§ Page excerpt
Illustration: Nashmia Shah

A vast majority of development projects in higher education focus on building infrastructure and jobs. And since the creation of the Higher Education Commission (HEC) in 2002 there have been thousands of them. So much so, that it is now argued that the focus on job creation has become the primary output of the HEC and not a by-product of organising a better education system.
Yet the HEC has been cited as a prime example of how reform of moribund and unproductive ministries should be undertaken in Pakistan. In the first five years of its existence (2002-2007), the HEC brought about a major increase in the funds invested in universities across the country. During this first half decade, the HEC touted that it had overseen a purported increase of 5,000 percent in the budget allocated to the higher education sector. This was hailed unequivocally as a great success.
When the funds-starved higher education sector began to receive much needed inflow of cash, things certainly appeared to look better. Universities repaired their long dilapidated infrastructure. They sent their faculty to pursue PhDs abroad. They invested in scientific equipment and labs. They were able to increase enrolment to make tertiary education accessible to more people.
Read: HEC — stormy times up ahead
But with these improvements and accomplishments came many burdens. There was more money than there were ideas. Our academic institutions became flush with cash, relatively speaking, but it was far more cash than they had the capacity to spend intelligently.
Pakistan’s Higher Education Commission has had a roller-coaster history but part of the problems of higher education have to do with the government throwing money at problems rather than strategising and making smart investments. As much-needed reforms began to be undertaken, however, a former Planning Commission member warns that an effort is underway to revert back to old and wasteful ways of doing things
In hindsight, it is now visible that the pumping of money in the higher education sector was not such an unqualified success after all.
FLUSH WITH MONEY
Throwing money at a problem is hardly ever the solution, particularly for complex societal puzzles. In fact it is, more often than not, part of the problem itself.
Money can be a solution in relatively simpler scenarios where solutions scale linearly, such as retiring public debt, or where the underlying intervention is well-established and its scale is straightforward, such as building more schools leads to enrolling more out-of-school children into schools. But even here, rather than blindly throwing money at the problem as a quick fix, one must carefully watch out for the perils of saturation, of the impact on quality of outcomes, and of the ability (or lack thereof) of absorbing money.
For more complex problems, such as how to make Pakistan’s higher education system more productive, impactful and globally competitive, or how to reform our public science and technology infrastructure so that it starts delivering results, fund allocations should be carefully planned. Yet, blindly throwing money to solve a problem has often been the first resort and primary modus operandi of some policymakers.
In the initial years of its existence, when large amounts of money was pumped into the HEC, perhaps the most important of unintended consequences was the over-commercialisation of higher education in Pakistan. Public and private universities alike became profitable ‘ventures’ where billions of contracts and jobs had to be awarded.
As universities became a big real estate business, a significant portion of the university heads’ time began to be consumed in managing this sprawling estate — more degrees, more departments and more campuses around the country meant more real estate development and management. Oftentimes, this led to perverse effects. The offices of many professors, deans and vice chancellors at Pakistani universities expanded to become much bigger than the offices of their counterparts at European or American universities.

§ Set task
Rewrite the passage on Pakistan's higher education funding starting with "A vast majority" and going on through "a great success.", substituting "unreservedly" for "unequivocally".

(Coordinate annotation entries)
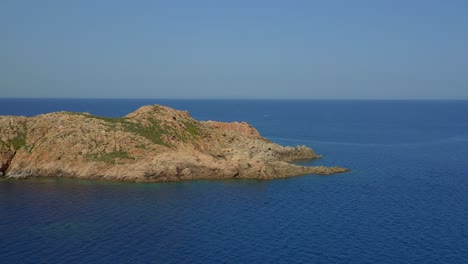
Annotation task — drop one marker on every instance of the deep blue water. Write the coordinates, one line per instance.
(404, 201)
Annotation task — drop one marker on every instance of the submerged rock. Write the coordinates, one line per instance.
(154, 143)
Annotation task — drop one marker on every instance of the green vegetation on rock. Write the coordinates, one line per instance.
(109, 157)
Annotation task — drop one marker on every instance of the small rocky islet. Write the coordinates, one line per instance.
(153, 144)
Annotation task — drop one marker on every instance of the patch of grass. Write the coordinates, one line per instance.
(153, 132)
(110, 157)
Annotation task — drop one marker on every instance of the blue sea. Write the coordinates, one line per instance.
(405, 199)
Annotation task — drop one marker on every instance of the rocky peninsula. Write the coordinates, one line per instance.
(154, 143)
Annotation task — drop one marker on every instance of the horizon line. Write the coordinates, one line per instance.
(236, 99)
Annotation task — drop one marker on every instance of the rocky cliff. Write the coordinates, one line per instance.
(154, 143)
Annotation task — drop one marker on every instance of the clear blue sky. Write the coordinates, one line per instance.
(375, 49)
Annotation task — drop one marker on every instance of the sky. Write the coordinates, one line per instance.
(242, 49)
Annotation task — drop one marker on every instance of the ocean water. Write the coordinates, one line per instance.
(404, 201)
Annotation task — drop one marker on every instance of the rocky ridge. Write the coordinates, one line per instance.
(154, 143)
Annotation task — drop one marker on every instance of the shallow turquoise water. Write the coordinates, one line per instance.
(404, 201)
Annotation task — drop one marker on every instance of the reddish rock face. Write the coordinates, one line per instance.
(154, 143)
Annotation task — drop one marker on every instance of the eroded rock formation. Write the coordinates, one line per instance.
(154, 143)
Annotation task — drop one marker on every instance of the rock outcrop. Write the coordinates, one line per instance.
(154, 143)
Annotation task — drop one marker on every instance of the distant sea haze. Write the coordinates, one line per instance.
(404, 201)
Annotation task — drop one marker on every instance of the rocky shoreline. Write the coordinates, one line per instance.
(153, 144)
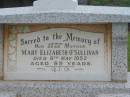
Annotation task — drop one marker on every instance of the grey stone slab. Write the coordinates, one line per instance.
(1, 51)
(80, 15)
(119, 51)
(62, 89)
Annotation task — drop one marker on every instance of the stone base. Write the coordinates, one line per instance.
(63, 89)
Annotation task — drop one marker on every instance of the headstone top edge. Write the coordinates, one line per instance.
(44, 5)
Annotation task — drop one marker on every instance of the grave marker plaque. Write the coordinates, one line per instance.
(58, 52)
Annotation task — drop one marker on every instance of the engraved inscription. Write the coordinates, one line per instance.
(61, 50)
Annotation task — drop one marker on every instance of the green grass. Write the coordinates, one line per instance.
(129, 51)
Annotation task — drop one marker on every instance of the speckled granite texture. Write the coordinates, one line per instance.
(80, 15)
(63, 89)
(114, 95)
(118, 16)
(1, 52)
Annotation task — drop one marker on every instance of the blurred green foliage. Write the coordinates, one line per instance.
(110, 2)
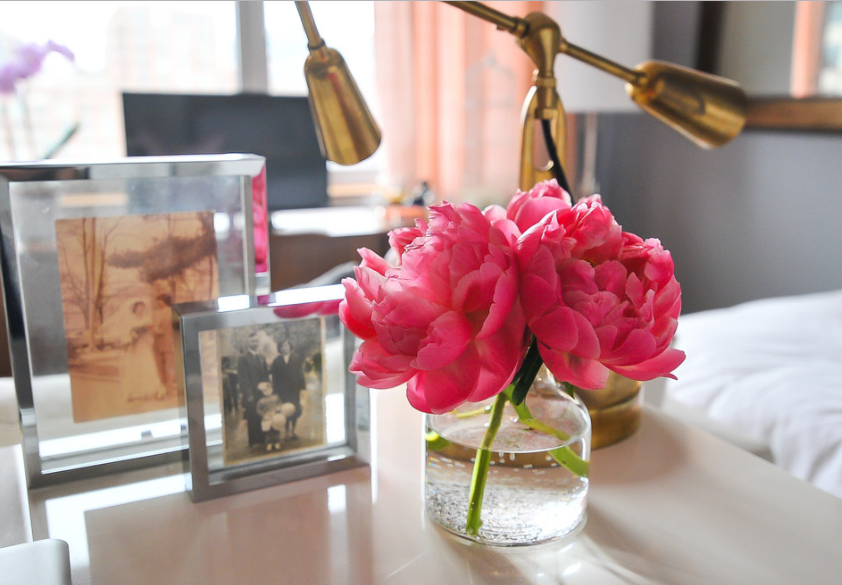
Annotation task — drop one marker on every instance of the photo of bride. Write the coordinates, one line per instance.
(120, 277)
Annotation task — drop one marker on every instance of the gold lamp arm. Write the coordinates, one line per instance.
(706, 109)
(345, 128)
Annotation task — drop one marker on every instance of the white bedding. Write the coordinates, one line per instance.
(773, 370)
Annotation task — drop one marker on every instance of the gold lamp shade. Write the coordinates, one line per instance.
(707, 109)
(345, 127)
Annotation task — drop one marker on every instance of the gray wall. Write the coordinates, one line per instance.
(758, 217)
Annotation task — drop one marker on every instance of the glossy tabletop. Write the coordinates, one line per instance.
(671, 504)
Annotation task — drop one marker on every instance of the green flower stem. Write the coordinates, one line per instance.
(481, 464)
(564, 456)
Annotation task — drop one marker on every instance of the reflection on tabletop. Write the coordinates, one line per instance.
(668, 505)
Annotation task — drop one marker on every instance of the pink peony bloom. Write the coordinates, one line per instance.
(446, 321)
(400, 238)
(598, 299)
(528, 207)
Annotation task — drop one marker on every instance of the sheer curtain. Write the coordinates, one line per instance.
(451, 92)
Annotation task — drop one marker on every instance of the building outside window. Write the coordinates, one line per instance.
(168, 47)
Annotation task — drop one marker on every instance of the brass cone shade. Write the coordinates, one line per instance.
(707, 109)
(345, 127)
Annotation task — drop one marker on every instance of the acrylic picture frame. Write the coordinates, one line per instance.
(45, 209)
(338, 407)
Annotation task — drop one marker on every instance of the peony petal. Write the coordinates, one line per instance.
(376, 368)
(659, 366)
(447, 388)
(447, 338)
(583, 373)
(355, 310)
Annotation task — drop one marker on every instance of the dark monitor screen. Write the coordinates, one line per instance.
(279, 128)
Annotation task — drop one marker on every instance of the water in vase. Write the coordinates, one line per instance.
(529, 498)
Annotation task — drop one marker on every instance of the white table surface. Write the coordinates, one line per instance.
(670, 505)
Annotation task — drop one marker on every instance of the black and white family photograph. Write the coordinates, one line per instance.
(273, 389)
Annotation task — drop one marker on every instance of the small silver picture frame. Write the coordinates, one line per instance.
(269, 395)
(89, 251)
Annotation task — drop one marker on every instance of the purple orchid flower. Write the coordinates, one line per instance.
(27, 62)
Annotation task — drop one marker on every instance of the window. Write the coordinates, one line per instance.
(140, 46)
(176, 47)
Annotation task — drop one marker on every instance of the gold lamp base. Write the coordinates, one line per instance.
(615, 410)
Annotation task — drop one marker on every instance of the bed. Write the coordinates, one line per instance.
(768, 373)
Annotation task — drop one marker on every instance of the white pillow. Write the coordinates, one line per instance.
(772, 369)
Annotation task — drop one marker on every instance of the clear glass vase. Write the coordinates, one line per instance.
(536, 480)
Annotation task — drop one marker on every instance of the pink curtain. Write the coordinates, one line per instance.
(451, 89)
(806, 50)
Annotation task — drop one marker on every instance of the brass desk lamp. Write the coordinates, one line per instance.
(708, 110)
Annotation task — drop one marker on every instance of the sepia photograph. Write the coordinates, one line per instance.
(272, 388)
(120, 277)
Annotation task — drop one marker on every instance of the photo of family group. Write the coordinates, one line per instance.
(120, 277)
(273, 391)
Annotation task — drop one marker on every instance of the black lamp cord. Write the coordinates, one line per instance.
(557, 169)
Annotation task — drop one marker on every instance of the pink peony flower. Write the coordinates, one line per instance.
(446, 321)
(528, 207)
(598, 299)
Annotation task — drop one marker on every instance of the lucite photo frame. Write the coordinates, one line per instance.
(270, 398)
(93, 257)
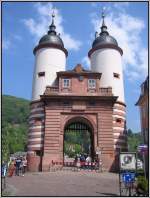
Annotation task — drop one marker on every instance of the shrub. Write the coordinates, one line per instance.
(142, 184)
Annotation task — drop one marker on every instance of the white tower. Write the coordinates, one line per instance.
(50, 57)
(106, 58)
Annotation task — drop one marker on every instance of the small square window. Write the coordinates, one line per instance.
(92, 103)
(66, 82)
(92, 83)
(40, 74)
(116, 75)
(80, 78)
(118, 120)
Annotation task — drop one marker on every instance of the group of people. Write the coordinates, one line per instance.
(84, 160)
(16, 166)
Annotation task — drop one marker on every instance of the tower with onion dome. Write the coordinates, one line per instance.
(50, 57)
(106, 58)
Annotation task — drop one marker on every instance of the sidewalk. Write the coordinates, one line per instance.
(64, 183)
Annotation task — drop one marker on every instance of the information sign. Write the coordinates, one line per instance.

--

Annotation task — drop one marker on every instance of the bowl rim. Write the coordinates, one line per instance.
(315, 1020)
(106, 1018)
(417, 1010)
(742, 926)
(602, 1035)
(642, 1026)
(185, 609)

§ The response
A vast majority of development projects in higher education focus on building infrastructure and jobs. And since the creation of the Higher Education Commission (HEC) in 2002 there have been thousands of them. So much so, that it is now argued that the focus on job creation has become the primary output of the HEC and not a by-product of organising a better education system.
Yet the HEC has been cited as a prime example of how reform of moribund and unproductive ministries should be undertaken in Pakistan. In the first five years of its existence (2002-2007), the HEC brought about a major increase in the funds invested in universities across the country. During this first half decade, the HEC touted that it had overseen a purported increase of 5,000 percent in the budget allocated to the higher education sector. This was hailed unreservedly as a great success.